## TASK STATEMENT
Please copy the passage about Chase starting at "I say this all" and ending at "set before us.", and rename "battle" to "struggle" wherever it appears.

## EXCERPT TO READ
++++++++++
I say this all the time, but I am continually blown away at the things Chase teaches me and shows me every day! I know that ALL kids are a blessing in their own special ways, but Chase has taught me SOOOO much about life and faith and humility in the 4 years I have been blessed to be his mommy.
I see God working so many miracles through him and teaching me so much in the process. Every day is a different battle, but I have learned to TRY to see the positive in every situation. It's not always easy, but I know that things could ALWAYS be worse for us. There are people in this world going through much harder things and living in much much harder circumstances. I don't ever want to negate other people's struggles. I try to be thankful every day for the things we have and the opportunities God has set before us.
++++++++++
## EXERCISE DATA
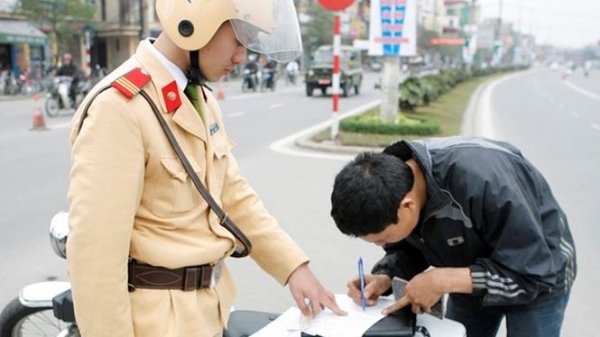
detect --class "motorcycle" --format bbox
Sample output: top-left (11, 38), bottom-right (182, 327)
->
top-left (260, 68), bottom-right (277, 91)
top-left (44, 76), bottom-right (91, 117)
top-left (242, 69), bottom-right (258, 92)
top-left (0, 212), bottom-right (465, 337)
top-left (285, 70), bottom-right (298, 85)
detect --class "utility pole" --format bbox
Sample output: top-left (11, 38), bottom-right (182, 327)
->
top-left (463, 0), bottom-right (477, 74)
top-left (139, 0), bottom-right (150, 40)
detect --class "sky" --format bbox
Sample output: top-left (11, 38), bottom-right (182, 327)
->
top-left (475, 0), bottom-right (600, 48)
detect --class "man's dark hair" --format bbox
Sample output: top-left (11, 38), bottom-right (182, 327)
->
top-left (331, 152), bottom-right (414, 237)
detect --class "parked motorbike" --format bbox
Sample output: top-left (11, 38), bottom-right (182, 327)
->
top-left (242, 69), bottom-right (258, 92)
top-left (44, 76), bottom-right (91, 117)
top-left (285, 70), bottom-right (298, 85)
top-left (260, 68), bottom-right (277, 91)
top-left (0, 212), bottom-right (284, 337)
top-left (0, 212), bottom-right (465, 337)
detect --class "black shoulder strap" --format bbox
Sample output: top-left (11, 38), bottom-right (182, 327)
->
top-left (78, 85), bottom-right (252, 257)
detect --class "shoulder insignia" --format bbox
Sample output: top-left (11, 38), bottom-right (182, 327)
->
top-left (111, 68), bottom-right (150, 98)
top-left (162, 81), bottom-right (181, 113)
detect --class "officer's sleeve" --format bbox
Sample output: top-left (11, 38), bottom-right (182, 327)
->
top-left (67, 91), bottom-right (144, 337)
top-left (221, 143), bottom-right (309, 285)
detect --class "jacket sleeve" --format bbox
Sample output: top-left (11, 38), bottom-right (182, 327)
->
top-left (221, 140), bottom-right (309, 285)
top-left (67, 92), bottom-right (144, 337)
top-left (453, 151), bottom-right (558, 306)
top-left (371, 240), bottom-right (429, 296)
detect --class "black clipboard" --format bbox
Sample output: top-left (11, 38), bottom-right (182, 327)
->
top-left (300, 307), bottom-right (417, 337)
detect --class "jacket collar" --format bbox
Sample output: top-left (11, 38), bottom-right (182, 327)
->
top-left (134, 40), bottom-right (207, 141)
top-left (383, 140), bottom-right (451, 223)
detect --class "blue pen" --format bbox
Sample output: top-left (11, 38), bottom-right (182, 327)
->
top-left (358, 257), bottom-right (367, 311)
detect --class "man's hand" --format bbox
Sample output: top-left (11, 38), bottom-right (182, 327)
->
top-left (383, 268), bottom-right (473, 315)
top-left (346, 274), bottom-right (392, 306)
top-left (288, 263), bottom-right (347, 318)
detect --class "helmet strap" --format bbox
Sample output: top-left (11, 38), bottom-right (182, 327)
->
++++++++++
## OUTPUT BELOW
I say this all the time, but I am continually blown away at the things Chase teaches me and shows me every day! I know that ALL kids are a blessing in their own special ways, but Chase has taught me SOOOO much about life and faith and humility in the 4 years I have been blessed to be his mommy.
I see God working so many miracles through him and teaching me so much in the process. Every day is a different struggle, but I have learned to TRY to see the positive in every situation. It's not always easy, but I know that things could ALWAYS be worse for us. There are people in this world going through much harder things and living in much much harder circumstances. I don't ever want to negate other people's struggles. I try to be thankful every day for the things we have and the opportunities God has set before us.